SHORT TASK: Translate this sentence from the passage on Laventille limestone into Spanish: "Sea Lots was an initiative to offer cheap waterfront properties to encourage commerce."

EXTRACT TO READ:
════════
The stone was easy to work, handsome and durable. The raw material was extricated in slabs, and carted down to the building sites where skilled stonemasons would cut and trim smaller pieces which fit together like jigsaw puzzles. A close inspection of the aforementioned buildings would give one an idea of how solidly these stones were fitted, as many were set without mortar.
Laventille limestone was used in the reclamation of the Port-of-Spain harbour (a periodic exercise beginning in 1831 and ending in the 1930s) and the development of Sea Lots.
Sea Lots was an initiative to offer cheap waterfront properties to encourage commerce. Stone groins were laid out in a grid in the shallow water which formed square "lots." These were sold to people who would then undertake by their own expense to fill in the squares of sea. The majority of these lots were filled using Laventille crushed limestone.
Thousands of donkey-cart loads were contracted and the quarry operators (Lee Lum and Co, Gerold and Urich, Geo Huggins and Co, Smith Bros, etc) made a mint. Such was the demand for this "blue metal" that a set of rails was installed running to the waterfront from the quarries and rail trucks drawn by mules and oxen would take loads of gravel down to Sea Lots.
The Royal Gaol in Port-of-Spain maintained a quarry operation here, too. Prisoners in a "chain gang" were used as labour to mine the precious stone which was used for road building and other public works. The last great use of Laventille limestone was in the construction of the Churchill-Roosevelt Highway in 1942 which was the mighty road built by the American Army to ease transit between Port-of-Spain and its base at Fort Read in Cumuto.
Today, signs of the old quarries–the rails, the cuttings and the crushers–have mostly disappeared unless one notices the scars on upper Quarry Street, named for the now defunct operations.
════════
STORED DATA:
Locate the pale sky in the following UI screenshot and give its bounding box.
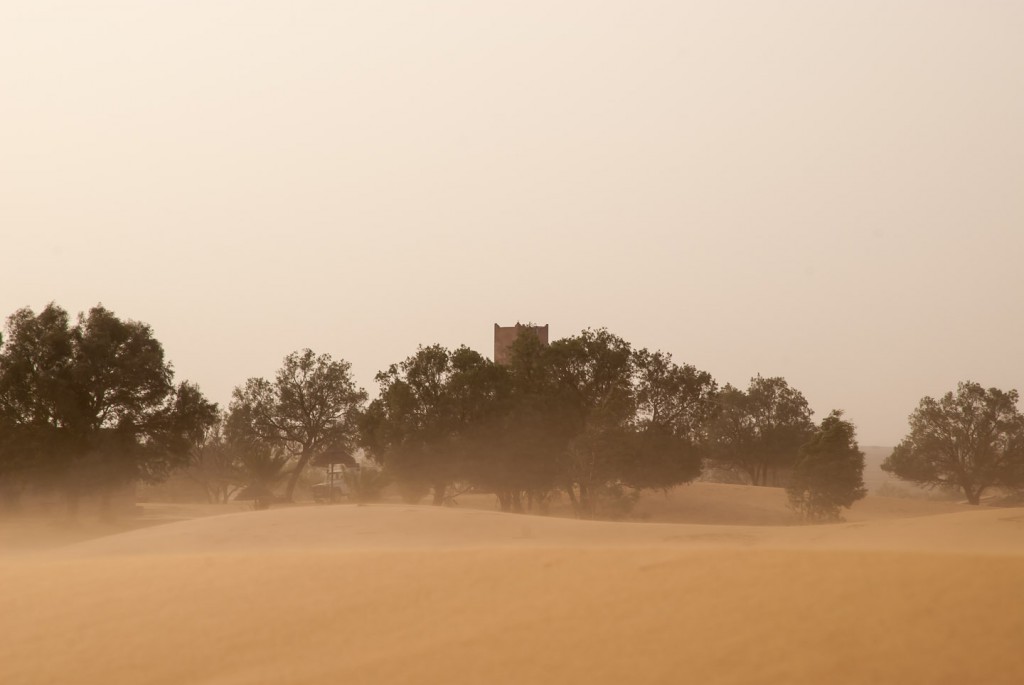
[0,0,1024,445]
════════
RESPONSE BELOW: Sea Lots fue una iniciativa para ofrecer propiedades baratas frente al mar con el fin de fomentar el comercio.